▶ [Your objective]: Copy the stretch of the records below from the line containing "Query: water view" through the end of the records, including both ends, word for word. Leave the pictures out of your answer.

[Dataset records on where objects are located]

........

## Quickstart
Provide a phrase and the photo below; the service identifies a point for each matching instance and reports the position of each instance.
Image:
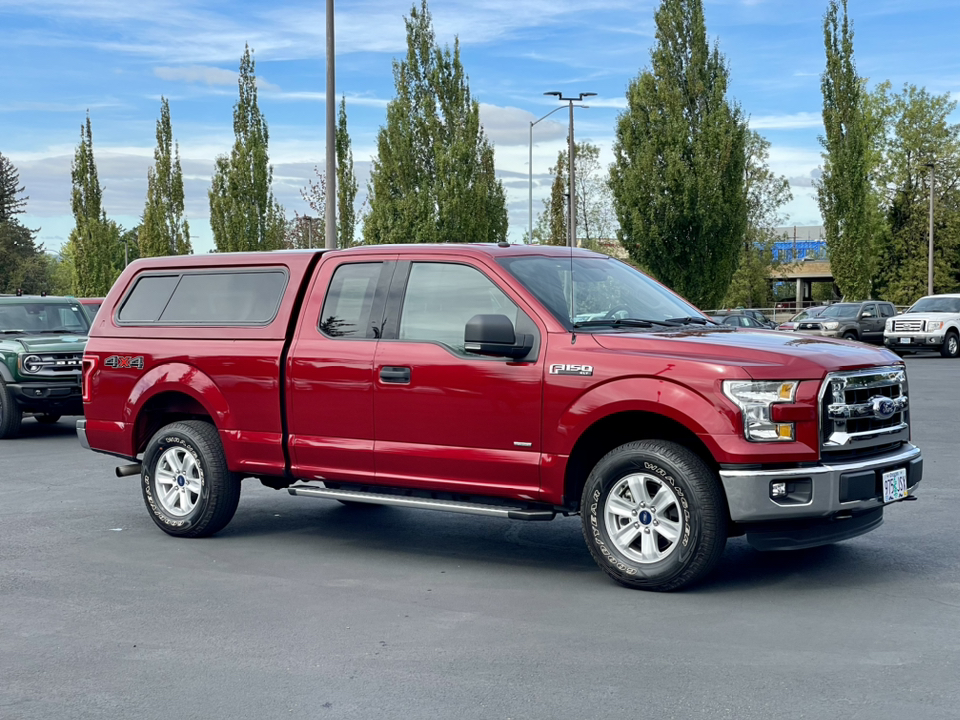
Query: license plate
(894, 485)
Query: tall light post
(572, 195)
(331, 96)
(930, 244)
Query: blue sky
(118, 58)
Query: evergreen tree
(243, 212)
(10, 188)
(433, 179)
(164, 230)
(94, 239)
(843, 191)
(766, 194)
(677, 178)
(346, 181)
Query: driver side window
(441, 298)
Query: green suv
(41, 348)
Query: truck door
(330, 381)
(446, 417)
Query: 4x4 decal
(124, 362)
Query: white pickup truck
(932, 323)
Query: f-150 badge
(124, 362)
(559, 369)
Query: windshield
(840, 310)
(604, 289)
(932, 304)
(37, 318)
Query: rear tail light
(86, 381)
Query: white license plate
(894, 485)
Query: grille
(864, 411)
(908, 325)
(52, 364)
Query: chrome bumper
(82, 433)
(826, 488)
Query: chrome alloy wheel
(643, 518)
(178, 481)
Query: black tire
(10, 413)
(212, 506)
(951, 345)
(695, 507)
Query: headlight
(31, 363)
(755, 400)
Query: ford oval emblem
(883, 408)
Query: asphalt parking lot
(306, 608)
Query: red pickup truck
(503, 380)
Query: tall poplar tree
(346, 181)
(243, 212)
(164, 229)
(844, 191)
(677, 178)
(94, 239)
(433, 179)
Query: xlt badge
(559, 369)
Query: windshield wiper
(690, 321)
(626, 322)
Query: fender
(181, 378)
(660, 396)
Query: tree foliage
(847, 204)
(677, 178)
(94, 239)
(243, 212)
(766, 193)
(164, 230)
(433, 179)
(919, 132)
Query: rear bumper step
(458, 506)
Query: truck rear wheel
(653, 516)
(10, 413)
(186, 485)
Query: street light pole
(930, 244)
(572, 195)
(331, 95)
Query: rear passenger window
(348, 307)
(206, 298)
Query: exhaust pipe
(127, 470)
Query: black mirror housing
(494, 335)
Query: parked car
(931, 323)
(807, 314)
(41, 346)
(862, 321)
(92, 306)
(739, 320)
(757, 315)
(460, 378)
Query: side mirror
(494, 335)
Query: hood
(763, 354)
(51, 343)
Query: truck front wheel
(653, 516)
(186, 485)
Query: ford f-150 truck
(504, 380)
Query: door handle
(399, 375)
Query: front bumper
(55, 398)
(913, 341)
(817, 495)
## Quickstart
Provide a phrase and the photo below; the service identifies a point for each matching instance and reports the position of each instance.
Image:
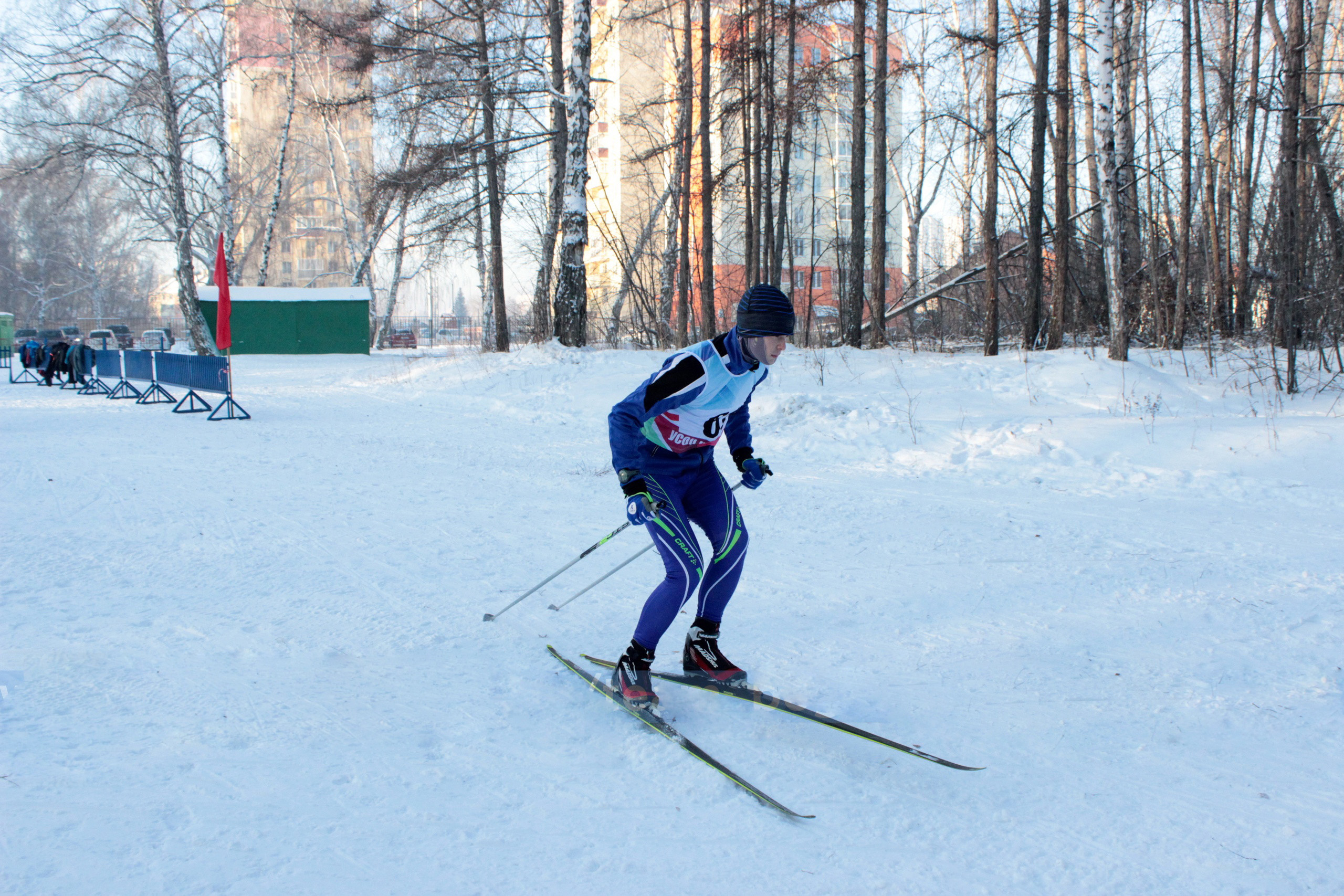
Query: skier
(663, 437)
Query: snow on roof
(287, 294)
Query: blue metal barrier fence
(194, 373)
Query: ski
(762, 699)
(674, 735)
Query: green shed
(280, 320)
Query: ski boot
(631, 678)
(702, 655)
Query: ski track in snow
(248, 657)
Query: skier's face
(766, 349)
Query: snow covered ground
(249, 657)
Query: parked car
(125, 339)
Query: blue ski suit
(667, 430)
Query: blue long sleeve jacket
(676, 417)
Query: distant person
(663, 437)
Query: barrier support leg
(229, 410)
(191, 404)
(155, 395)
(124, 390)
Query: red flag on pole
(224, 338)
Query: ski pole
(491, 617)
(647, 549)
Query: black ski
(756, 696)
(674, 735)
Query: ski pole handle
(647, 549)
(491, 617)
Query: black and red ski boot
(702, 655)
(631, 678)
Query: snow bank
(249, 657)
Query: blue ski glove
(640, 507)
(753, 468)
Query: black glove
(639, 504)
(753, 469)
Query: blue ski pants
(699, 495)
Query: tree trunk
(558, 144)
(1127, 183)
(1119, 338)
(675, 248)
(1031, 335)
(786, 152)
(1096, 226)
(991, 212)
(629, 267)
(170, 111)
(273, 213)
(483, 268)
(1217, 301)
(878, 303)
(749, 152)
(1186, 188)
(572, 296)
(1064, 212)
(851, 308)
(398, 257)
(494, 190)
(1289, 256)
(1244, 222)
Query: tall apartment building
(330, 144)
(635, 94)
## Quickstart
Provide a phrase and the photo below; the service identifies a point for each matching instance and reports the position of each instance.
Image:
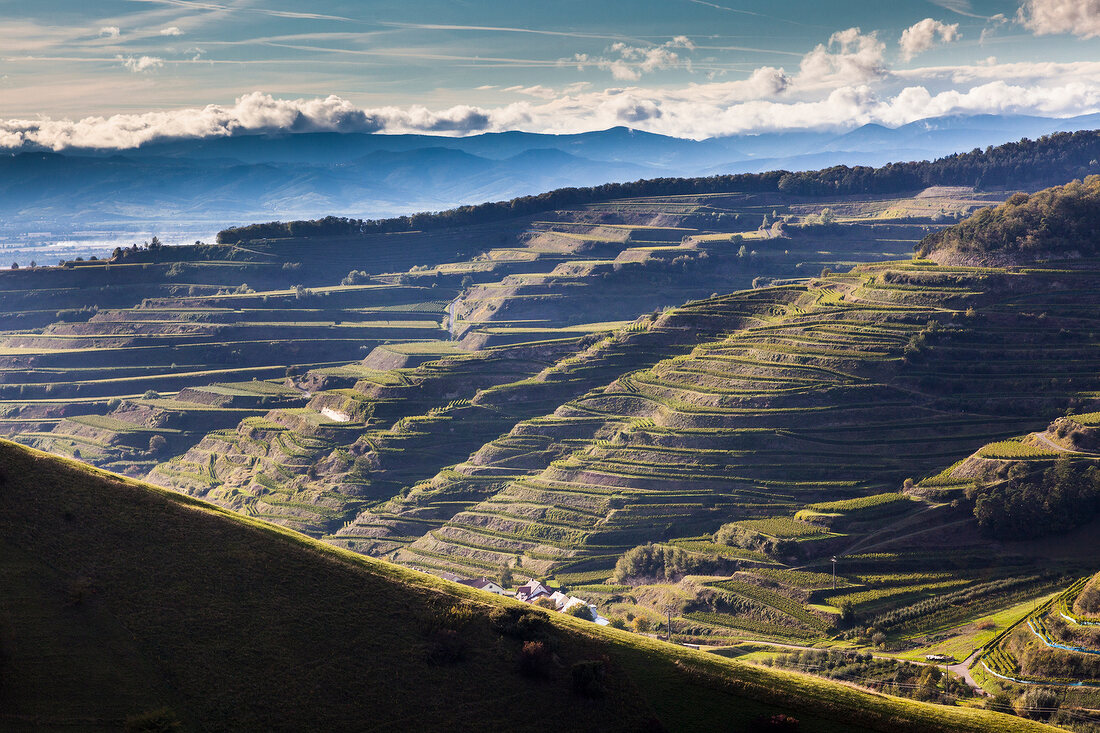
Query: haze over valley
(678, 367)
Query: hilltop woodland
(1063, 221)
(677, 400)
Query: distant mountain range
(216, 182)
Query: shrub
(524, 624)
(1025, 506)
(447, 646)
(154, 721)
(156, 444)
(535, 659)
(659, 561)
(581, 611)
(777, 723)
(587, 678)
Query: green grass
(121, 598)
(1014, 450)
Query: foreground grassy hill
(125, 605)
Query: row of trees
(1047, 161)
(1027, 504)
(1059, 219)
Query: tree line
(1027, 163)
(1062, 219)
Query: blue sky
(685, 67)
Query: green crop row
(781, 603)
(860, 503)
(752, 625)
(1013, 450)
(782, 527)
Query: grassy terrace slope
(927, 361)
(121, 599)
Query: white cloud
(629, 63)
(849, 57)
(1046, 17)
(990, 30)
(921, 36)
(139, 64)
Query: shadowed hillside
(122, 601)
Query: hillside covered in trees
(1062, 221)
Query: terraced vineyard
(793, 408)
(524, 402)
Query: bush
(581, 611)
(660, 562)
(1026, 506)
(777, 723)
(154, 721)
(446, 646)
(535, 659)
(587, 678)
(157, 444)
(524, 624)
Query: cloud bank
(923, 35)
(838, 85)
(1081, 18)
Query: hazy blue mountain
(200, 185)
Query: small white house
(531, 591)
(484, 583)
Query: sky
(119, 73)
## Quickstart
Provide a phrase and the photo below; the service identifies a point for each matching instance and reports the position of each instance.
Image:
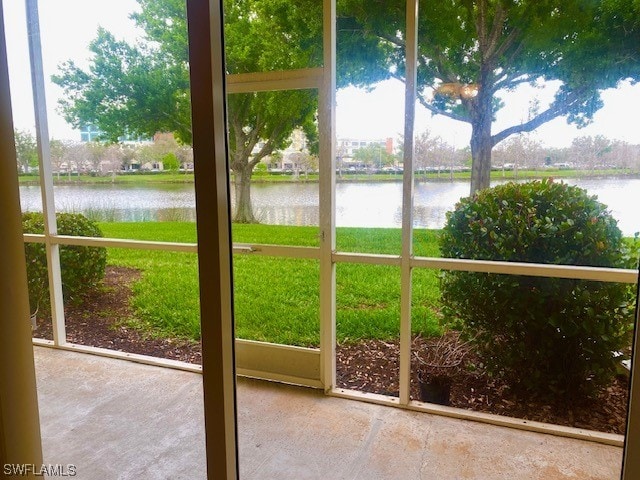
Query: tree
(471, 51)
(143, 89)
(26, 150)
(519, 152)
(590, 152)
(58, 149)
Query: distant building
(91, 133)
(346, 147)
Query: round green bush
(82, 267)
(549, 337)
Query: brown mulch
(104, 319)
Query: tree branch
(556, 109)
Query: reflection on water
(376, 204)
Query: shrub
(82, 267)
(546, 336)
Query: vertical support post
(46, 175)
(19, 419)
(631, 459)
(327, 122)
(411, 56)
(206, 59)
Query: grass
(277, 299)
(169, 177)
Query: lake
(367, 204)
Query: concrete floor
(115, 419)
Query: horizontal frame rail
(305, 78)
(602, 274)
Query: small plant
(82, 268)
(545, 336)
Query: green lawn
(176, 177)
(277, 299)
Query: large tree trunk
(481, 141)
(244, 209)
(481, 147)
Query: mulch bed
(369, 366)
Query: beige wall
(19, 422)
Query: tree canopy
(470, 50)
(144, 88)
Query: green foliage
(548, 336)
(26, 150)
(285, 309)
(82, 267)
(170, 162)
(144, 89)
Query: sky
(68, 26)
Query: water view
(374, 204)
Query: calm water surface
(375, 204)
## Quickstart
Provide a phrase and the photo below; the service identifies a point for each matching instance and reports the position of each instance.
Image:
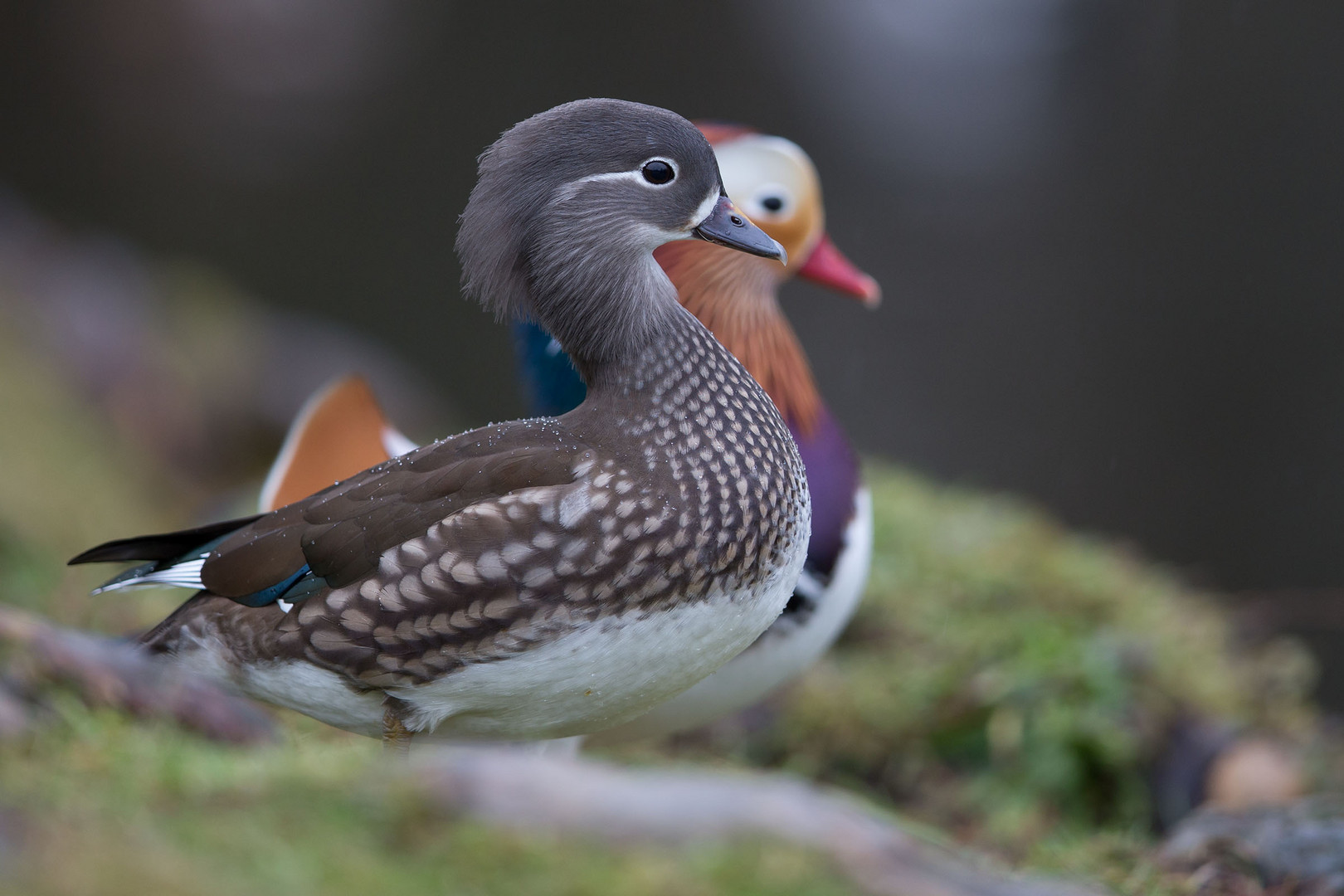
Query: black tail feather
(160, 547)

........

▶ [Expected answer]:
Query: water view
(374, 204)
Query: calm water surface
(375, 204)
## Quickstart
Provide a phrase and the photo below; the service identifies a point for each matching instance and reports the position of each instance.
Image:
Query: black tail feather
(160, 547)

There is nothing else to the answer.